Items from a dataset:
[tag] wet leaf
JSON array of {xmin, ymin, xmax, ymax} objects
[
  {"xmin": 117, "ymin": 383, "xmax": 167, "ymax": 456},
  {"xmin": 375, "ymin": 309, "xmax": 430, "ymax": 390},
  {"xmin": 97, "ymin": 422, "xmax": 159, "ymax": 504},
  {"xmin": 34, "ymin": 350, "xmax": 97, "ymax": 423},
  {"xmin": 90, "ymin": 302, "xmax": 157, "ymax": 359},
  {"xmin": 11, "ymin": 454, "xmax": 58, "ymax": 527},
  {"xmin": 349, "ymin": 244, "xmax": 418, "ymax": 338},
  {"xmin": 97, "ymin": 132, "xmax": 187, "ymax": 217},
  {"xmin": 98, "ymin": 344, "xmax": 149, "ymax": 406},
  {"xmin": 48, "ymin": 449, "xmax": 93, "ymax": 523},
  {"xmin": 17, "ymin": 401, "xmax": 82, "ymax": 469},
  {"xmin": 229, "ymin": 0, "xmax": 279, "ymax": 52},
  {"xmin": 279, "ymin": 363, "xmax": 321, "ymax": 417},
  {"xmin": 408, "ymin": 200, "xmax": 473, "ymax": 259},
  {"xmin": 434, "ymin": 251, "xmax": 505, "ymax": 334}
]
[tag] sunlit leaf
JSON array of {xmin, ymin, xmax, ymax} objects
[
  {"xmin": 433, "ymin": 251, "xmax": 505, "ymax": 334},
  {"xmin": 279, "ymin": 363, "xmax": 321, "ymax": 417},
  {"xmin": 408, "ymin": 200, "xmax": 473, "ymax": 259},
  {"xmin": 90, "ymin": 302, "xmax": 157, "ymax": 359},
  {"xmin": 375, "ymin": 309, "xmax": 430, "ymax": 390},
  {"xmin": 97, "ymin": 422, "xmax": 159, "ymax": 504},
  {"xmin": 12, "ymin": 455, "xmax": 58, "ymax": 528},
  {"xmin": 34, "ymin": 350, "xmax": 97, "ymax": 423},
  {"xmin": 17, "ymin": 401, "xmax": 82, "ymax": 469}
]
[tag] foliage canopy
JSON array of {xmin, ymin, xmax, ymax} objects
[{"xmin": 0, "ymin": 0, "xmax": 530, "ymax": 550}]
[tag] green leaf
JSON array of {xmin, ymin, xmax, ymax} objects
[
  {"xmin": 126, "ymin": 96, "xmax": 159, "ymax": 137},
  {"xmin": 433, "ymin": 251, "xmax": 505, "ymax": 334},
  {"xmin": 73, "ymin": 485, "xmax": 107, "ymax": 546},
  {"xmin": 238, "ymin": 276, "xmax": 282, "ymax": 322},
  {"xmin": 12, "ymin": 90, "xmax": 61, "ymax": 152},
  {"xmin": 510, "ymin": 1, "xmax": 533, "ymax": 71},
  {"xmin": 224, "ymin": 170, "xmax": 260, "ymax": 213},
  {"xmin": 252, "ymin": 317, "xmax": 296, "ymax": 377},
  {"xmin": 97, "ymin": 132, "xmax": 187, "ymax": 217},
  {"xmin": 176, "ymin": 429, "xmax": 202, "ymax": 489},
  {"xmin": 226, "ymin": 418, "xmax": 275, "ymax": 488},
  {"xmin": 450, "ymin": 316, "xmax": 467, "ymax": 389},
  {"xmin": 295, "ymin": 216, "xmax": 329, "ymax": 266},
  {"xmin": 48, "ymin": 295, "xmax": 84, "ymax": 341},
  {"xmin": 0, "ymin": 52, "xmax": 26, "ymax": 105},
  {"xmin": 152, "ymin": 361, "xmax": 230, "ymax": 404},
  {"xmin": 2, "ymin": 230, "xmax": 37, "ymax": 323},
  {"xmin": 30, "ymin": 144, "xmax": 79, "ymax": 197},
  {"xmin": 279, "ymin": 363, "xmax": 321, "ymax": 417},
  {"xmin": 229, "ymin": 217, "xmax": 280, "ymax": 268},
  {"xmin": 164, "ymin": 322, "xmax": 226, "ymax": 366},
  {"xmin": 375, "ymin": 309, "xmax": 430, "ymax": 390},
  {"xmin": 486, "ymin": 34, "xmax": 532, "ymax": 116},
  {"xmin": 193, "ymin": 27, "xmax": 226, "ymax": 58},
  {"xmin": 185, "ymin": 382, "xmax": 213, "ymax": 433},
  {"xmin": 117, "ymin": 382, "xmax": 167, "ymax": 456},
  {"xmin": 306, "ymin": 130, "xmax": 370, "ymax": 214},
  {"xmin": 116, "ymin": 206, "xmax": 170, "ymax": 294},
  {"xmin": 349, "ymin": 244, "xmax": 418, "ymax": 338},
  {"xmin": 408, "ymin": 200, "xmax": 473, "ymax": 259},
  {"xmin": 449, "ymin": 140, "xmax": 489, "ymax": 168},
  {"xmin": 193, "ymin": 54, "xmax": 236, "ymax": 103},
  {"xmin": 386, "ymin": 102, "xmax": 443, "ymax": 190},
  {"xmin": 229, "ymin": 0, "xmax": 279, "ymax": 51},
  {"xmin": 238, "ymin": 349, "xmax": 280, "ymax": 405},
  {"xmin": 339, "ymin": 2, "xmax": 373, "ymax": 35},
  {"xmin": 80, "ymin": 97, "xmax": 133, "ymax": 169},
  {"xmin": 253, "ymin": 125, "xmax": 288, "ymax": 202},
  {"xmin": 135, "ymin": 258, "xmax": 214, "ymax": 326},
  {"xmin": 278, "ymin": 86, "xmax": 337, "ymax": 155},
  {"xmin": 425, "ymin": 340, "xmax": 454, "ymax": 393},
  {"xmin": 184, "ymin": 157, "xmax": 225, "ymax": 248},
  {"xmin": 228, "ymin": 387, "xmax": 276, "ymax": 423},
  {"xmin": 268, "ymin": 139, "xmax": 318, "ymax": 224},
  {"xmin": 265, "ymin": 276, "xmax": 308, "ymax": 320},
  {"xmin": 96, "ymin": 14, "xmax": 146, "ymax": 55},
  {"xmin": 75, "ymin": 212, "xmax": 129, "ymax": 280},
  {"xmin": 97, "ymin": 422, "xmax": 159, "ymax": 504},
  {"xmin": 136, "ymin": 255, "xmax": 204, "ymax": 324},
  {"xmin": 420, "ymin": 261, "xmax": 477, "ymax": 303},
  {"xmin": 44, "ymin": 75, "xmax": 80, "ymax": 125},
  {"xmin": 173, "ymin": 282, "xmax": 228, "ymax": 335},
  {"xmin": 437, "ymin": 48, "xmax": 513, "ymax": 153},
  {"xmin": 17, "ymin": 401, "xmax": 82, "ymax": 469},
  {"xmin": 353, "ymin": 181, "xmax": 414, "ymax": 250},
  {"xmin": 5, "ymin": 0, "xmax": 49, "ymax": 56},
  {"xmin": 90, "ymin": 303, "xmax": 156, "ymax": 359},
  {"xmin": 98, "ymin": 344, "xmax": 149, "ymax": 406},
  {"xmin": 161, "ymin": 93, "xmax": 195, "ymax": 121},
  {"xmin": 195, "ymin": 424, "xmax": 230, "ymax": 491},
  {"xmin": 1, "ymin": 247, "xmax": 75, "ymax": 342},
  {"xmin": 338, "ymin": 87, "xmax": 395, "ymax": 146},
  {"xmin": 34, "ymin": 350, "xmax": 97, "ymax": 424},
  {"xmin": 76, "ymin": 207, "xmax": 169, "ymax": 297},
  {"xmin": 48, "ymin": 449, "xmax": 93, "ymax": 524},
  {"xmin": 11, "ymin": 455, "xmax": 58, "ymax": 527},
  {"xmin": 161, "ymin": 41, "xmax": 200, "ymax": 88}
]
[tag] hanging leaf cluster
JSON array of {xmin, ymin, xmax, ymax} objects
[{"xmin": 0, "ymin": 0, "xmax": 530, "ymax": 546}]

▶ **Exercise objective**
Output the data in full, please, exactly as written.

▶ **Written reply**
[tag] wet leaf
JSON array of {xmin, ymin, xmax, ymax} objects
[
  {"xmin": 117, "ymin": 383, "xmax": 167, "ymax": 456},
  {"xmin": 375, "ymin": 309, "xmax": 430, "ymax": 390},
  {"xmin": 97, "ymin": 422, "xmax": 159, "ymax": 504},
  {"xmin": 34, "ymin": 350, "xmax": 97, "ymax": 423},
  {"xmin": 90, "ymin": 302, "xmax": 157, "ymax": 359},
  {"xmin": 11, "ymin": 454, "xmax": 58, "ymax": 527},
  {"xmin": 349, "ymin": 244, "xmax": 418, "ymax": 338},
  {"xmin": 97, "ymin": 132, "xmax": 187, "ymax": 217},
  {"xmin": 98, "ymin": 344, "xmax": 149, "ymax": 406},
  {"xmin": 48, "ymin": 449, "xmax": 93, "ymax": 523},
  {"xmin": 17, "ymin": 401, "xmax": 82, "ymax": 469},
  {"xmin": 229, "ymin": 0, "xmax": 279, "ymax": 52},
  {"xmin": 279, "ymin": 363, "xmax": 321, "ymax": 417},
  {"xmin": 408, "ymin": 200, "xmax": 473, "ymax": 259},
  {"xmin": 434, "ymin": 251, "xmax": 505, "ymax": 334}
]
[tag] sunlit leaf
JSON array of {xmin, ymin, xmax, ymax} objects
[
  {"xmin": 433, "ymin": 251, "xmax": 505, "ymax": 334},
  {"xmin": 279, "ymin": 363, "xmax": 321, "ymax": 417},
  {"xmin": 408, "ymin": 200, "xmax": 473, "ymax": 259},
  {"xmin": 90, "ymin": 302, "xmax": 157, "ymax": 359},
  {"xmin": 375, "ymin": 309, "xmax": 430, "ymax": 390},
  {"xmin": 97, "ymin": 422, "xmax": 159, "ymax": 504},
  {"xmin": 12, "ymin": 455, "xmax": 58, "ymax": 528},
  {"xmin": 34, "ymin": 350, "xmax": 97, "ymax": 423},
  {"xmin": 17, "ymin": 401, "xmax": 82, "ymax": 469}
]
[tag] foliage canopy
JSON array of {xmin, ymin, xmax, ymax} objects
[{"xmin": 0, "ymin": 0, "xmax": 530, "ymax": 550}]
[tag] green leaf
JSON array of {xmin, ymin, xmax, ymax} objects
[
  {"xmin": 126, "ymin": 96, "xmax": 159, "ymax": 137},
  {"xmin": 433, "ymin": 251, "xmax": 505, "ymax": 334},
  {"xmin": 73, "ymin": 485, "xmax": 107, "ymax": 546},
  {"xmin": 238, "ymin": 276, "xmax": 282, "ymax": 322},
  {"xmin": 12, "ymin": 90, "xmax": 61, "ymax": 152},
  {"xmin": 510, "ymin": 1, "xmax": 533, "ymax": 71},
  {"xmin": 224, "ymin": 170, "xmax": 260, "ymax": 213},
  {"xmin": 252, "ymin": 317, "xmax": 296, "ymax": 377},
  {"xmin": 97, "ymin": 132, "xmax": 187, "ymax": 217},
  {"xmin": 176, "ymin": 429, "xmax": 202, "ymax": 489},
  {"xmin": 226, "ymin": 418, "xmax": 275, "ymax": 488},
  {"xmin": 450, "ymin": 316, "xmax": 467, "ymax": 389},
  {"xmin": 295, "ymin": 216, "xmax": 329, "ymax": 266},
  {"xmin": 48, "ymin": 295, "xmax": 84, "ymax": 341},
  {"xmin": 0, "ymin": 52, "xmax": 26, "ymax": 105},
  {"xmin": 152, "ymin": 361, "xmax": 230, "ymax": 404},
  {"xmin": 2, "ymin": 230, "xmax": 37, "ymax": 323},
  {"xmin": 30, "ymin": 144, "xmax": 79, "ymax": 197},
  {"xmin": 279, "ymin": 363, "xmax": 321, "ymax": 417},
  {"xmin": 229, "ymin": 217, "xmax": 280, "ymax": 268},
  {"xmin": 164, "ymin": 322, "xmax": 226, "ymax": 366},
  {"xmin": 375, "ymin": 309, "xmax": 430, "ymax": 390},
  {"xmin": 486, "ymin": 34, "xmax": 532, "ymax": 116},
  {"xmin": 193, "ymin": 27, "xmax": 226, "ymax": 58},
  {"xmin": 185, "ymin": 382, "xmax": 213, "ymax": 433},
  {"xmin": 117, "ymin": 382, "xmax": 167, "ymax": 456},
  {"xmin": 306, "ymin": 130, "xmax": 370, "ymax": 214},
  {"xmin": 116, "ymin": 206, "xmax": 170, "ymax": 294},
  {"xmin": 349, "ymin": 244, "xmax": 418, "ymax": 338},
  {"xmin": 408, "ymin": 200, "xmax": 473, "ymax": 259},
  {"xmin": 449, "ymin": 140, "xmax": 489, "ymax": 168},
  {"xmin": 193, "ymin": 54, "xmax": 236, "ymax": 103},
  {"xmin": 386, "ymin": 102, "xmax": 443, "ymax": 190},
  {"xmin": 229, "ymin": 0, "xmax": 279, "ymax": 51},
  {"xmin": 238, "ymin": 349, "xmax": 280, "ymax": 405},
  {"xmin": 339, "ymin": 2, "xmax": 373, "ymax": 35},
  {"xmin": 80, "ymin": 97, "xmax": 133, "ymax": 169},
  {"xmin": 253, "ymin": 125, "xmax": 288, "ymax": 202},
  {"xmin": 135, "ymin": 258, "xmax": 214, "ymax": 326},
  {"xmin": 278, "ymin": 86, "xmax": 337, "ymax": 155},
  {"xmin": 425, "ymin": 340, "xmax": 454, "ymax": 393},
  {"xmin": 184, "ymin": 157, "xmax": 225, "ymax": 248},
  {"xmin": 228, "ymin": 387, "xmax": 276, "ymax": 423},
  {"xmin": 268, "ymin": 139, "xmax": 318, "ymax": 224},
  {"xmin": 265, "ymin": 276, "xmax": 308, "ymax": 320},
  {"xmin": 96, "ymin": 14, "xmax": 146, "ymax": 55},
  {"xmin": 75, "ymin": 212, "xmax": 129, "ymax": 280},
  {"xmin": 97, "ymin": 422, "xmax": 159, "ymax": 504},
  {"xmin": 136, "ymin": 255, "xmax": 204, "ymax": 324},
  {"xmin": 420, "ymin": 261, "xmax": 477, "ymax": 303},
  {"xmin": 44, "ymin": 75, "xmax": 80, "ymax": 125},
  {"xmin": 173, "ymin": 282, "xmax": 228, "ymax": 335},
  {"xmin": 437, "ymin": 48, "xmax": 513, "ymax": 153},
  {"xmin": 17, "ymin": 401, "xmax": 82, "ymax": 469},
  {"xmin": 353, "ymin": 181, "xmax": 414, "ymax": 250},
  {"xmin": 5, "ymin": 0, "xmax": 49, "ymax": 56},
  {"xmin": 90, "ymin": 303, "xmax": 156, "ymax": 359},
  {"xmin": 98, "ymin": 344, "xmax": 149, "ymax": 406},
  {"xmin": 161, "ymin": 93, "xmax": 195, "ymax": 121},
  {"xmin": 195, "ymin": 424, "xmax": 230, "ymax": 491},
  {"xmin": 1, "ymin": 247, "xmax": 75, "ymax": 342},
  {"xmin": 338, "ymin": 87, "xmax": 395, "ymax": 146},
  {"xmin": 34, "ymin": 350, "xmax": 97, "ymax": 424},
  {"xmin": 76, "ymin": 207, "xmax": 169, "ymax": 297},
  {"xmin": 48, "ymin": 449, "xmax": 93, "ymax": 524},
  {"xmin": 11, "ymin": 455, "xmax": 58, "ymax": 527},
  {"xmin": 161, "ymin": 41, "xmax": 200, "ymax": 88}
]
[tag] hanging leaf cluster
JSON array of {xmin, ymin, xmax, ymax} objects
[{"xmin": 0, "ymin": 0, "xmax": 530, "ymax": 546}]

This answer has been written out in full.